An exact copy of the entries below is required, with all pictures removed.

> _Material shown_:

# # # # #

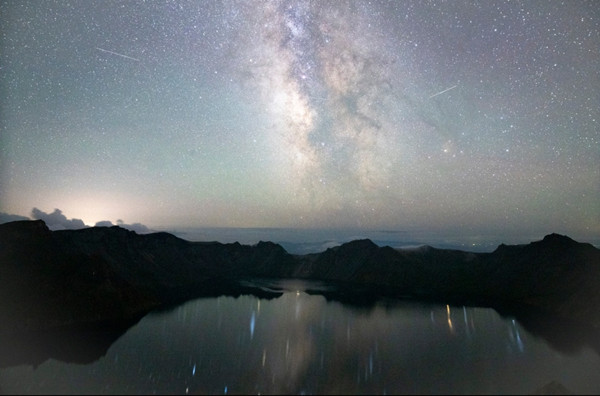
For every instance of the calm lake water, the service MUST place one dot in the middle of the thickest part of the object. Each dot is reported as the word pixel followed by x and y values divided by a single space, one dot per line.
pixel 301 343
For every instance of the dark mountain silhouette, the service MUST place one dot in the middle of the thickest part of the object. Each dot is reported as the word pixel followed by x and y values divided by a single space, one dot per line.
pixel 109 276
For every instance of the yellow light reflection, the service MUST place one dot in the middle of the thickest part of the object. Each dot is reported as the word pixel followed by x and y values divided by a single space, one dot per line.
pixel 449 319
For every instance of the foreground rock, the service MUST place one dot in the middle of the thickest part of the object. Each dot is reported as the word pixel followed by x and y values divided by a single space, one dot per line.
pixel 109 276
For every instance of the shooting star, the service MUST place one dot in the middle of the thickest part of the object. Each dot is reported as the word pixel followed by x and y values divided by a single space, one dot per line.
pixel 116 53
pixel 441 92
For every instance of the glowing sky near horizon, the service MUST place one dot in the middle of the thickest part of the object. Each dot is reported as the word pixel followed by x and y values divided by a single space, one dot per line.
pixel 465 116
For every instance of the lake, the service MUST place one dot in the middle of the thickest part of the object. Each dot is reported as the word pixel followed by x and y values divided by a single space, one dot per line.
pixel 302 343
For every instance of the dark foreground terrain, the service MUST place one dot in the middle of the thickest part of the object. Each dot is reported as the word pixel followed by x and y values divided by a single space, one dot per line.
pixel 106 279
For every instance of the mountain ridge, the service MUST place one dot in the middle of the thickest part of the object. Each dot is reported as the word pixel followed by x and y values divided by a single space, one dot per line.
pixel 109 274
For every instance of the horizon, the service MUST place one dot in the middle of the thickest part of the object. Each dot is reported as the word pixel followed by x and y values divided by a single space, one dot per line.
pixel 313 240
pixel 467 118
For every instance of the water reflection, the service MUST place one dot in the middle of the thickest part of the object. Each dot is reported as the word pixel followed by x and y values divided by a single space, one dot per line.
pixel 301 343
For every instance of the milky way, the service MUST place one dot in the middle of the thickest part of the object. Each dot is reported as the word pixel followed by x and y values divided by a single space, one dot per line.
pixel 461 116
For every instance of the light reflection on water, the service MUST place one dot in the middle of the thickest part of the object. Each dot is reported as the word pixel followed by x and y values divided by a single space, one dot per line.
pixel 300 343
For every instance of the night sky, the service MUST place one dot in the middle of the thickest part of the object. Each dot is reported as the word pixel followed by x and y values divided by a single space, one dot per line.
pixel 459 116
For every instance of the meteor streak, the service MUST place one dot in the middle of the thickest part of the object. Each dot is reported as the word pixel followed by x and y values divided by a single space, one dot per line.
pixel 116 53
pixel 441 92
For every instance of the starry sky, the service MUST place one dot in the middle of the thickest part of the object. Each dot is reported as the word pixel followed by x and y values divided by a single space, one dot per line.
pixel 458 116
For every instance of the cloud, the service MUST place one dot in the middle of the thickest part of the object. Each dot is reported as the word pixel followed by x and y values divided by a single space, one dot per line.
pixel 137 227
pixel 6 218
pixel 56 220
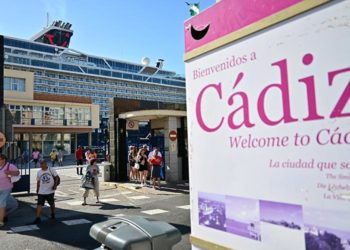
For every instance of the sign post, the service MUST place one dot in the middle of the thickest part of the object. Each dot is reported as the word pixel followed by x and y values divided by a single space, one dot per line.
pixel 172 135
pixel 268 116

# # # # #

> _Your solution_:
For every instance of the calm lake water, the service MUST place one dot in the middle of the thickest part of the object. Each dot is reported as the word pixel followed by x and y values divided by a single space, one dot per line.
pixel 301 343
For every instance of the dark mountain silhouette, the service MUST place one dot in the middle of the thickest part of the object. Each dot is reported as the word pixel followed by x and y values divided by a single space, one dot per line.
pixel 109 276
For every instance of the yellow light reflection, the service MUST place one dot in the middle of the thickest part of the object. Each dot is reported as the word pixel followed by x and y values divided by a single space, one dot per line.
pixel 449 319
For every instance of the foreground rock, the service MUST place one dot in the middle of the thickest part of the object. Each dot is reported as the word pixel followed by x and y values divided by a single space, one dot per line.
pixel 109 276
For every instance of the shooting star, the service MUST place one dot in the middle of the thickest part of the object. Each dot is reported as the word pixel followed by x and y values divided by a single space, one dot per line.
pixel 116 53
pixel 441 92
For every instance of the glowing sky near horizon, the service MUST place one dot in the middle of the thickest part of the object. Each dot is reported as the word pixel followed by x and y values divided by a single space, one dot per line.
pixel 465 116
For every instance of the lake, the service MUST place one dot in the middle of the thickest part of the object. Each dot is reported as the word pixel followed by x and y values divided by a single space, one dot per line.
pixel 302 343
For every instance of the dark foreground terrain, the service MUST place one dot in the middle of the thickest part of the object. Each dot is reported as the word pixel followed by x and y values divided by a single space, one dot per line.
pixel 106 279
For every instance of the mountain ridge, the service MUST place one dot in the middle of the thickest part of the object. Each dot is reported as the word pixel followed by x and y values divided by a single space, one dot per line.
pixel 109 274
For every instance of the horizon, the service MUST place one dot in the middle of the thickest part of the object. Each dot is reported as the word pixel followed by x and y values divided by a single space, one dot per line.
pixel 313 240
pixel 467 118
For every instance of the water reflection, the service MUST place one dot in the middle of the thickest part of the object. Each dot is reported as the word pixel followed by x and y values divided by a single space, one dot per line.
pixel 301 343
For every instance of the milky way, the service MUST place one dot in the middle of the thickest part of the object. Each dot is reported as the word pixel followed by x and y values divided by a single space, one dot per line.
pixel 461 116
For every instance of the light reflection on water, the service MUST place one dot in the middle of the thickest part of the object. Each dot is reported as the word pixel followed by x and y values divided by a single space, one dot per line.
pixel 300 343
For every instance of the night sky, the service MUST place one dot in the middle of the thickest part of the object. Each dot is reported as the word pixel followed by x and y values divided by a single space, one dot per line.
pixel 459 116
For every instance of the meteor streak, the service MUST place one dot in the middle of the thickest part of the object. Each dot is reported as the word pixel followed by x and y values divided by a single space, one dot per line.
pixel 116 53
pixel 441 92
For every instance of the starry sky, the service MUST place one dot in the middle of the thickest part of the object. Each dot is reported as the word pixel followed by x and y values divided by a single space, one dot per line.
pixel 458 116
For every instance of the cloud, the service MUST place one dot in the middle of the thickest part of the object. Each dot is reported as the word pixel followed by x and y values divided by a single space, one dot per line.
pixel 137 227
pixel 6 218
pixel 56 220
For every instance of the sign post, the service MUST place one dot in the middle of the thickest part of the object. Each dot is reported as the word pixel followed by x and y values divided by a single space, one dot per line.
pixel 172 135
pixel 268 116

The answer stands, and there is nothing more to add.